(Information supplied)
⟨

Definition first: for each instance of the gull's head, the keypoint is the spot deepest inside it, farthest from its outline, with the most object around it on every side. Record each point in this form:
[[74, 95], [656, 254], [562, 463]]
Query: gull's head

⟩
⟨

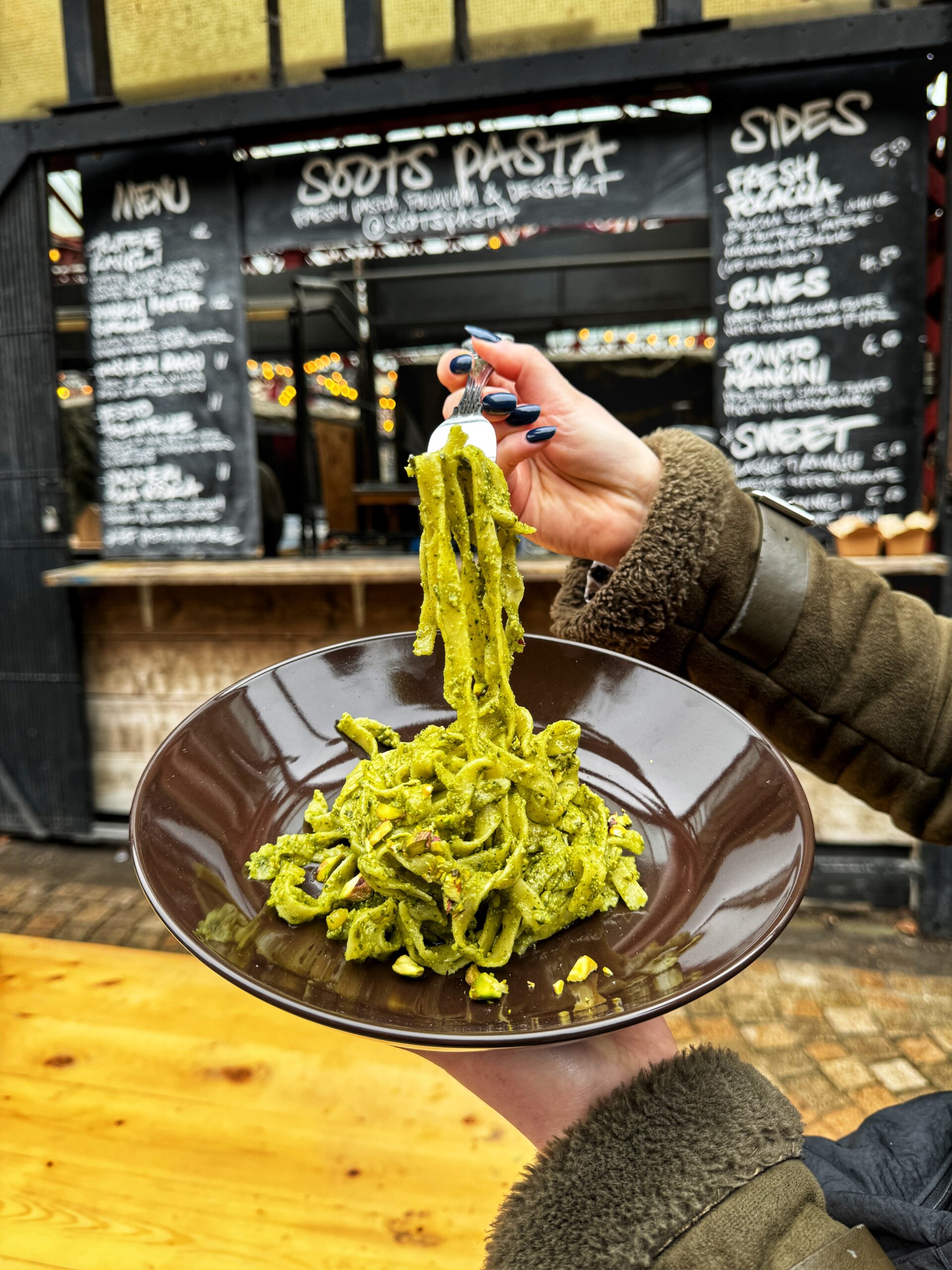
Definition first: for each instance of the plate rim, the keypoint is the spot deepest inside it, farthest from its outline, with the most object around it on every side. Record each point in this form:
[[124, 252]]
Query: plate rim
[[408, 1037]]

⟩

(What is asked) Starting with the line that contains "Definition first: for each instance of the gull's" and going on through the line that contains "Query: gull's head", write those lines out again with "gull's head" switched to "pelican's head" and nothing else altered.

(Full solution)
Definition first: for each instance of the pelican's head, the keypoint is the spot deepest inside it, farthest from its outline, with the most object around it on every side. Record each point in this form:
[[74, 95], [656, 254], [562, 463]]
Query: pelican's head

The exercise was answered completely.